▸ WHAT THIS TASK INVOLVES
Transcribe the entries below word for word, from the line that contains "Field-scouting task: mark every instance of the man's smiling" up to and including the line that contains "point(331, 151)".

▸ PROVIDED MATERIAL
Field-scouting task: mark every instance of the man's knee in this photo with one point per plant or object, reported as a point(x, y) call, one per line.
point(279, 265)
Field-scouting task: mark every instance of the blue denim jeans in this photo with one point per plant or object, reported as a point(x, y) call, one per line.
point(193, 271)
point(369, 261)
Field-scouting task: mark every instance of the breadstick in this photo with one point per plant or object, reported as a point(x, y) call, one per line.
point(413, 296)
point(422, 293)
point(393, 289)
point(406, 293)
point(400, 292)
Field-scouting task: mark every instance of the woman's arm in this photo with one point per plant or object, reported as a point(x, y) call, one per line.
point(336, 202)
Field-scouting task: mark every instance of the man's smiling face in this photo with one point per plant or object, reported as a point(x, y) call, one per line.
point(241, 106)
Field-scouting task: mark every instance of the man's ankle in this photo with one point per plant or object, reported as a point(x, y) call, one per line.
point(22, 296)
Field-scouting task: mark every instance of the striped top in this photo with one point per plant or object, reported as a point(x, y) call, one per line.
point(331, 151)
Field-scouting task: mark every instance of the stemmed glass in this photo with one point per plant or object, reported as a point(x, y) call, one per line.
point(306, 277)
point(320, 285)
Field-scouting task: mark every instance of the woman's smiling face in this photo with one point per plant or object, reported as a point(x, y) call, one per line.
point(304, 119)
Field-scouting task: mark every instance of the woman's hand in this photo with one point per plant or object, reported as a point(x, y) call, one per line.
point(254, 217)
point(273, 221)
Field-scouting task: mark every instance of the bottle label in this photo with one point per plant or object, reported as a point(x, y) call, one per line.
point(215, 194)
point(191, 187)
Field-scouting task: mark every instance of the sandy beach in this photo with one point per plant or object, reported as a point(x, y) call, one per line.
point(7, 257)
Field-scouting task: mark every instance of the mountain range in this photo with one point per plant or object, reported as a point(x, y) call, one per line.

▸ ANSWER TO THE EXERCISE
Field-scouting task: mark every instance of the man's smiling face in this photo with one point per plant or object, reported as a point(x, y) call, one per line.
point(241, 106)
Field-scouting task: mark every instance of the man's ankle in this photo with one point per plant or object, reported as a point(x, y) call, one per line.
point(22, 296)
Field-scouting task: mark every instance of the striped top in this photo with one point per plant or object, reported as a point(x, y) call, one per line.
point(331, 151)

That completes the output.